GOAL
Please rewrite the material from the start up to and including the line with "[[1147, 625, 1213, 705]]", changing every "Query" to "Label" and keeping everything else the same. Leave the pictures out.

--- --- ---

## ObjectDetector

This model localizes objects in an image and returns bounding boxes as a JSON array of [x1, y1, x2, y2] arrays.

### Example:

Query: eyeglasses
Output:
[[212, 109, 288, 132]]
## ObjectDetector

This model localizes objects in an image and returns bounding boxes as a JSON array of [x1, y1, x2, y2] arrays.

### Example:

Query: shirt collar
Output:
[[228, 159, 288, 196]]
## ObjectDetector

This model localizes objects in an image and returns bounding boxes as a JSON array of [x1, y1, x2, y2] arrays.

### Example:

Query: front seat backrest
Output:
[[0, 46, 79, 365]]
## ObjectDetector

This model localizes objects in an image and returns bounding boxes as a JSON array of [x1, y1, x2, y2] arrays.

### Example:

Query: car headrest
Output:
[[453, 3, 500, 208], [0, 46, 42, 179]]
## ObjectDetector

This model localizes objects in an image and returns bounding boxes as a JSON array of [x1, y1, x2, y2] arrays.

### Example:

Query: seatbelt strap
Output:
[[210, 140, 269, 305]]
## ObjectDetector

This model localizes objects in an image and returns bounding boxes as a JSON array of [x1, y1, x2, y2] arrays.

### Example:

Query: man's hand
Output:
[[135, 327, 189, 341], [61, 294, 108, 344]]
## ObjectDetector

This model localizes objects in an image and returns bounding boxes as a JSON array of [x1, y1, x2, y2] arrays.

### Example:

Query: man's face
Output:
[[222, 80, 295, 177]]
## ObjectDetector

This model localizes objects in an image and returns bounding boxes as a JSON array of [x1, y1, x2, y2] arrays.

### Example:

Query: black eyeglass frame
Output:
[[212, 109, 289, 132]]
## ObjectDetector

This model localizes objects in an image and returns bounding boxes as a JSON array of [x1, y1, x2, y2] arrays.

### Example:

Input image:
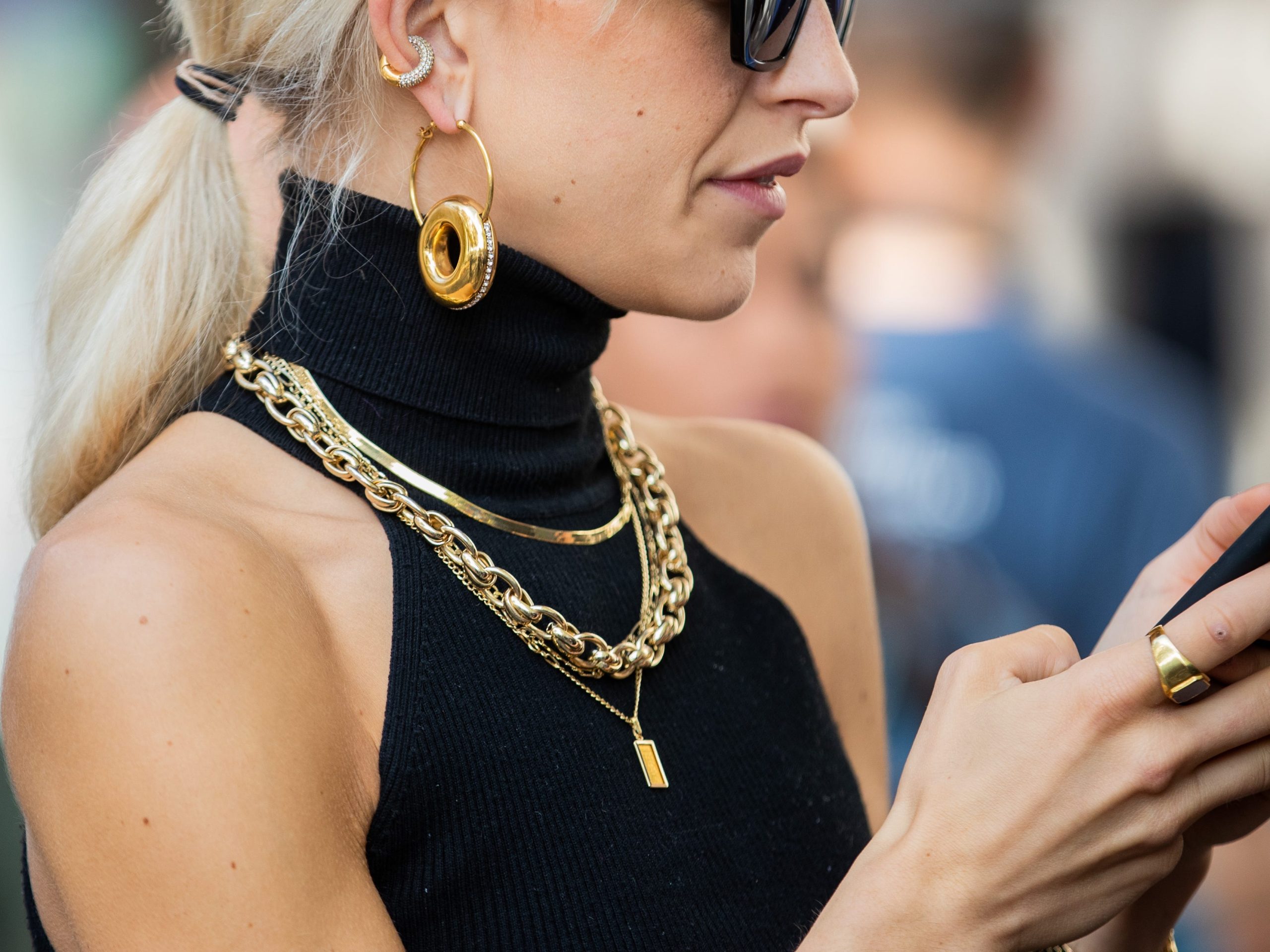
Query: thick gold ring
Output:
[[1147, 625, 1213, 705]]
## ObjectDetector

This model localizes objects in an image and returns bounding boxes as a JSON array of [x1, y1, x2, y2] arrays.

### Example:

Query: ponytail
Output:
[[28, 0, 382, 537], [29, 99, 255, 537]]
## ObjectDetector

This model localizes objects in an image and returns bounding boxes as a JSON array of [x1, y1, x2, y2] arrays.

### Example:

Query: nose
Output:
[[760, 0, 860, 119]]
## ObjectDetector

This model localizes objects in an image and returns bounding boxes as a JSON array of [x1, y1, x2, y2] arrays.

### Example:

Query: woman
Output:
[[4, 0, 1270, 952]]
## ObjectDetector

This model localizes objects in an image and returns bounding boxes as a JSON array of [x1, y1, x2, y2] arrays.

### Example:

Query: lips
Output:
[[708, 152, 807, 220], [714, 152, 807, 181]]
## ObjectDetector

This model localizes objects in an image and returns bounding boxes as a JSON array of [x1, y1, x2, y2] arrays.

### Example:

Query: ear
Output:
[[367, 0, 474, 132]]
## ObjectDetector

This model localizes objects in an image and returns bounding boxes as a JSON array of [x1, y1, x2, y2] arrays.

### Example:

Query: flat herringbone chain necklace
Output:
[[225, 339, 692, 787]]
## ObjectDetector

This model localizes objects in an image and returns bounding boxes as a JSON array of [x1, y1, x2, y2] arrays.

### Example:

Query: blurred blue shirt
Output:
[[837, 303, 1224, 777]]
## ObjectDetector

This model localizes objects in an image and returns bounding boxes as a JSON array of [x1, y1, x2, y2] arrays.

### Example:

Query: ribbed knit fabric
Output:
[[22, 183, 869, 952]]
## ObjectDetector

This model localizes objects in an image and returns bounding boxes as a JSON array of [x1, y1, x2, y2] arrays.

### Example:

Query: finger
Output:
[[946, 625, 1081, 691], [1175, 737, 1270, 827], [1089, 565, 1270, 705], [1178, 673, 1270, 764], [1208, 641, 1270, 684], [1157, 483, 1270, 581]]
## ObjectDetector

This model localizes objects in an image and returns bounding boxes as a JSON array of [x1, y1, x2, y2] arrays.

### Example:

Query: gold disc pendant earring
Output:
[[410, 119, 498, 311]]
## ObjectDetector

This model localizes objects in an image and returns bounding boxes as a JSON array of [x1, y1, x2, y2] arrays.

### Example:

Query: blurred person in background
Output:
[[828, 0, 1222, 767], [596, 149, 851, 440]]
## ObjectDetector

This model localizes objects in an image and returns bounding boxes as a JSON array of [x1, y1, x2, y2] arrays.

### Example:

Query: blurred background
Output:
[[0, 0, 1270, 952]]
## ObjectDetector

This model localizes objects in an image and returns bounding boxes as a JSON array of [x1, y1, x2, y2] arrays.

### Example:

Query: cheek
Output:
[[474, 0, 744, 227]]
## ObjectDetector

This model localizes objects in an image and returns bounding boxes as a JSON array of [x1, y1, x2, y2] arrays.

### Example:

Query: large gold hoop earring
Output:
[[410, 119, 498, 311]]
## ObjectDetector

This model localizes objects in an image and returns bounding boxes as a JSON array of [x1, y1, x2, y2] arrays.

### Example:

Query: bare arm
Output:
[[4, 512, 401, 952]]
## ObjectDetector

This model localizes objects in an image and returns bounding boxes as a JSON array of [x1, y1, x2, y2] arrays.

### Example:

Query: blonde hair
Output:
[[28, 0, 382, 537]]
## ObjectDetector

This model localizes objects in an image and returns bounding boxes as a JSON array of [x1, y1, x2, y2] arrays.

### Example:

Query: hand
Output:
[[1080, 485, 1270, 952], [805, 502, 1270, 952]]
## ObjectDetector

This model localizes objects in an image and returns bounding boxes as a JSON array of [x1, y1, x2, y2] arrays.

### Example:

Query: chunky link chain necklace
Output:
[[224, 339, 692, 787]]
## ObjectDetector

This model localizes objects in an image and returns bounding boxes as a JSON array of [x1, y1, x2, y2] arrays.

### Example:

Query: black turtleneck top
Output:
[[28, 180, 869, 952]]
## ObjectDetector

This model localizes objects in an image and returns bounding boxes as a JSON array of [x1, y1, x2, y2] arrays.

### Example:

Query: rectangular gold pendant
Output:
[[635, 740, 671, 788]]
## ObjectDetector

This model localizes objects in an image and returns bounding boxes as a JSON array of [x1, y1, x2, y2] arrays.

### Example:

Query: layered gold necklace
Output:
[[225, 339, 692, 787]]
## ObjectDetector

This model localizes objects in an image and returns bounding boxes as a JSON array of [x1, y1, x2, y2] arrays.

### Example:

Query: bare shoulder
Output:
[[2, 415, 398, 948], [633, 413, 865, 547], [631, 413, 888, 827]]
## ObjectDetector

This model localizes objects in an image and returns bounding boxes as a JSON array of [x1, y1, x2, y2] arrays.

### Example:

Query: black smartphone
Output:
[[1159, 509, 1270, 644]]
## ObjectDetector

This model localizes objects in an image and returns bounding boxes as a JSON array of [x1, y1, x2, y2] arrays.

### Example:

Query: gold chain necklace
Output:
[[225, 339, 692, 787], [283, 364, 633, 546]]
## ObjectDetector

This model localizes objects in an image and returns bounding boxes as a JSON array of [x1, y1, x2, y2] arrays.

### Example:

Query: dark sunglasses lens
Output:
[[749, 0, 807, 62], [829, 0, 856, 43]]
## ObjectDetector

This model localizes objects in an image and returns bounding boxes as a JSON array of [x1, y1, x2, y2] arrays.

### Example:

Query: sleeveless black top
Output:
[[28, 181, 869, 952]]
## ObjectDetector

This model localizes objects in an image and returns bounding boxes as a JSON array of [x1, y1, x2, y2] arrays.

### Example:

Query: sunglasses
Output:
[[732, 0, 856, 72]]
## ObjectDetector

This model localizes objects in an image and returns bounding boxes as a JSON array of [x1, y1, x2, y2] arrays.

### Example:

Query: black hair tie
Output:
[[177, 60, 248, 122]]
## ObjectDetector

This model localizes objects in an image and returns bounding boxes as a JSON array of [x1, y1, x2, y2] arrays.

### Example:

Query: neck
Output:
[[252, 177, 620, 515]]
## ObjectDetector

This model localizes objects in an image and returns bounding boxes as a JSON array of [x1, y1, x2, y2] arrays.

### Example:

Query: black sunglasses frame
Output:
[[732, 0, 856, 72]]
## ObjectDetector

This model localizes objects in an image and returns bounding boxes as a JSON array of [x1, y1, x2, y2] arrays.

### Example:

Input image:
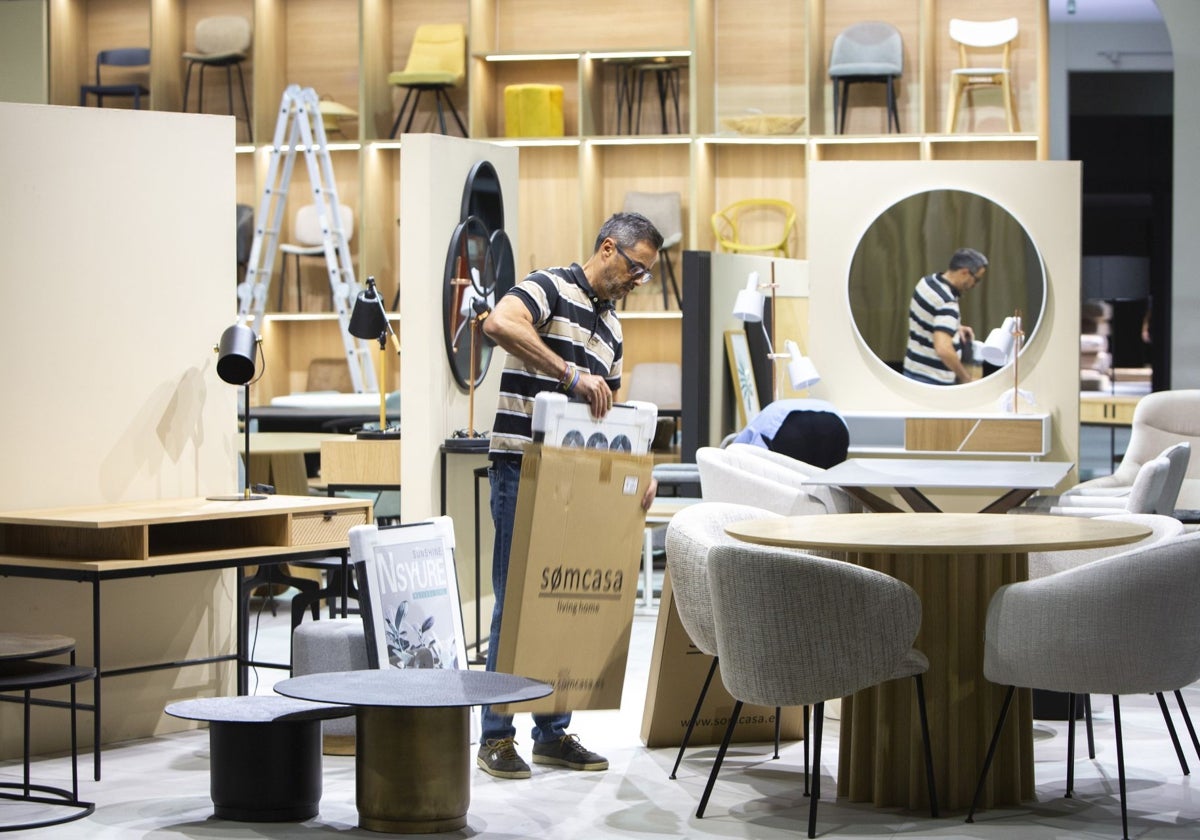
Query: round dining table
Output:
[[726, 514, 1151, 810]]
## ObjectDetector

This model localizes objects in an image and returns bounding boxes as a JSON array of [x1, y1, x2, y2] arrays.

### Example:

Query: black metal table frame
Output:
[[0, 548, 349, 781]]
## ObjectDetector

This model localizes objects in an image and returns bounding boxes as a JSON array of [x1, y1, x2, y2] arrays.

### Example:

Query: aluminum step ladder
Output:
[[238, 85, 379, 394]]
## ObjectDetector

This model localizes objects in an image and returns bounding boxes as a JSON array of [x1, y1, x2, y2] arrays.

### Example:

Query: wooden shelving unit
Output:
[[49, 0, 1049, 402]]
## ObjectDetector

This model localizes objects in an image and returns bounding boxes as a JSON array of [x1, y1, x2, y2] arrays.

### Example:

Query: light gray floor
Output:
[[9, 590, 1200, 840]]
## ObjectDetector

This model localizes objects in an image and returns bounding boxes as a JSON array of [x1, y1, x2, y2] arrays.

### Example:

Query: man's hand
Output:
[[642, 478, 659, 511], [571, 368, 612, 420]]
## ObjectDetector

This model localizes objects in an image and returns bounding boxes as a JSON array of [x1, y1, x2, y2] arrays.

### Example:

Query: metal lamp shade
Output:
[[347, 284, 388, 341], [217, 324, 258, 385]]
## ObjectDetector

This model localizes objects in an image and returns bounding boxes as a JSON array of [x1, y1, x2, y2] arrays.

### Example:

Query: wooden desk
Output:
[[0, 496, 372, 780], [806, 458, 1072, 514], [250, 432, 347, 496], [726, 514, 1150, 810]]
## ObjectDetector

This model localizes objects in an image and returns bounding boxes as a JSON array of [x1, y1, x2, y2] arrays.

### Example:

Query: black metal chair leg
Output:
[[1084, 694, 1096, 761], [1154, 691, 1192, 775], [388, 88, 415, 139], [967, 685, 1016, 822], [772, 706, 784, 758], [804, 706, 810, 796], [913, 673, 937, 820], [696, 700, 742, 820], [809, 701, 824, 838], [236, 64, 254, 143], [1063, 694, 1078, 799], [1175, 689, 1200, 756], [667, 656, 716, 779], [1112, 695, 1129, 840]]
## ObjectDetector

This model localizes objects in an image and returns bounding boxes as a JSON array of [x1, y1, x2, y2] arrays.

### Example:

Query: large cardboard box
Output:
[[642, 575, 804, 746], [496, 445, 654, 712]]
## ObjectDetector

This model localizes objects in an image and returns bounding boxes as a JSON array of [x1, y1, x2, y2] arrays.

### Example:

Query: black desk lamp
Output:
[[347, 277, 400, 440], [209, 324, 266, 502]]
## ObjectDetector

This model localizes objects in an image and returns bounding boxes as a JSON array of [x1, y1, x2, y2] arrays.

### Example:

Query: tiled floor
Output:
[[0, 592, 1200, 840]]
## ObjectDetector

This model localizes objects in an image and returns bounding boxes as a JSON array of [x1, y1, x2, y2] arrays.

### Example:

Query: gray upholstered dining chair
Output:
[[829, 20, 904, 134], [666, 502, 787, 787], [967, 534, 1200, 838], [1030, 514, 1200, 773], [696, 542, 937, 838]]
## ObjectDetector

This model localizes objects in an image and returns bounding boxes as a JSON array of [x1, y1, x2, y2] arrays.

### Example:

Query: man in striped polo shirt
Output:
[[475, 212, 662, 779], [904, 248, 988, 385]]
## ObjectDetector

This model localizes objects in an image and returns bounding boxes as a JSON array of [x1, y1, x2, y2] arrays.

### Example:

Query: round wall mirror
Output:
[[442, 216, 494, 389], [458, 161, 504, 232], [847, 190, 1046, 388]]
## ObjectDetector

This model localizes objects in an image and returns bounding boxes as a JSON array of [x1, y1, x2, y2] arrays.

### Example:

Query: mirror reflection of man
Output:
[[904, 248, 988, 385]]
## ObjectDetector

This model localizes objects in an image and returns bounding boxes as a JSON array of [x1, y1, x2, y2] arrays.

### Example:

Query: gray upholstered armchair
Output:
[[969, 534, 1200, 838], [696, 542, 937, 838], [666, 502, 782, 779], [1068, 389, 1200, 508]]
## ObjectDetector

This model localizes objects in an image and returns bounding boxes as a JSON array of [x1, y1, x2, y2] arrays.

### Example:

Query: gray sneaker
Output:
[[533, 736, 608, 770], [475, 738, 532, 779]]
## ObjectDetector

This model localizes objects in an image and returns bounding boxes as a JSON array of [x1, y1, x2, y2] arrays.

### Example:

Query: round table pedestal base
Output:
[[355, 706, 470, 834], [209, 720, 322, 822]]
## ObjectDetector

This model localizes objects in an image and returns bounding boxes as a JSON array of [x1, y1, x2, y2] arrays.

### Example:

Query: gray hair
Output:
[[948, 248, 988, 274], [593, 212, 662, 252]]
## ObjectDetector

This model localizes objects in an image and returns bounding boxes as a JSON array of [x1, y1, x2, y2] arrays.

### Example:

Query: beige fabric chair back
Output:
[[196, 14, 254, 56], [1030, 514, 1183, 580], [666, 502, 776, 656], [979, 534, 1200, 695], [292, 203, 354, 246], [708, 542, 931, 706]]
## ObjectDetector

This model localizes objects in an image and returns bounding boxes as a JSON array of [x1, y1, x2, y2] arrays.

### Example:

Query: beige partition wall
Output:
[[400, 134, 524, 641], [0, 103, 239, 755], [808, 161, 1080, 492]]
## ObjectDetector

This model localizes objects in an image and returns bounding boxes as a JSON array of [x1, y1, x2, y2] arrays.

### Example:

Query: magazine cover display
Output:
[[349, 516, 467, 668]]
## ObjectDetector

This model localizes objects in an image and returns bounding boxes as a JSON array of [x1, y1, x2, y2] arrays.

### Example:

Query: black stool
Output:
[[0, 648, 100, 832], [166, 695, 354, 822]]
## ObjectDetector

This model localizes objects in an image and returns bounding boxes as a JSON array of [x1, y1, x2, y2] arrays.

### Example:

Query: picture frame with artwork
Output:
[[725, 330, 761, 428], [349, 516, 467, 670]]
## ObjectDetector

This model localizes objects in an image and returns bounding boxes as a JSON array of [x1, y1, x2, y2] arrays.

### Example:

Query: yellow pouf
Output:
[[504, 84, 563, 137]]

--- --- ---

SOLUTION TO THE PROBLEM
## ObjectDetector

This model localizes objects in an image and returns bounding boxes as a JSON array of [x1, y1, x2, y2] arrays.

### Example:

Label: eyeglasses
Output:
[[212, 109, 288, 132]]
## ObjectDetector

This model localizes objects in an image and returns bounding boxes as a JSON array of [x1, y1, x2, y2] arrays.

### Example:

Label: shirt collar
Output:
[[228, 159, 288, 196]]
## ObjectDetector

This model localizes objects in an image and returns bounding boxes as a JSON array of [x1, y1, x2, y2] arrays.

### Example:

Label: front seat backrest
Output:
[[0, 46, 79, 365]]
## ObjectDetector

This model localizes objects in an image and returns bounding boxes as a JSON array of [x1, y1, x2, y2] arrays.

### Example:

Label: car headrest
Output:
[[453, 3, 500, 208], [0, 46, 42, 179]]
## ObjectDetector

This model localizes objects in an image and returns bounding boxes as a JSON array of [x1, y1, x2, y2] arrays.

### Example:

Label: seatbelt strap
Output:
[[210, 140, 269, 305]]
## ObjectDetector

This model localizes objects in an image and returns bounding boxes as a JSON array of [x1, y1, x2, y2] arrays.

### Example:

Label: man's hand
Output:
[[135, 327, 189, 341], [61, 294, 108, 344]]
## ObjectDetector

This model localizes objects in an image and returns bounding boxes as a JSON array of [x1, y1, x2, y2] arrays.

### Example:

Label: man's face
Output:
[[222, 80, 295, 177]]
## ObjectDetector

This model localizes objects in an image and returns bounding boxes as a JSON array of [x1, y1, x2, y2] arrays.

### Example:

Label: black eyeglass frame
Output:
[[212, 109, 289, 132]]
## ObjectDetector

This model localizes objects in an image and returns bounding boxes as a JSON array of [x1, y1, x2, y2] arrays.

### Example:

Input image:
Label: thick gold ring
Output:
[[1147, 625, 1213, 705]]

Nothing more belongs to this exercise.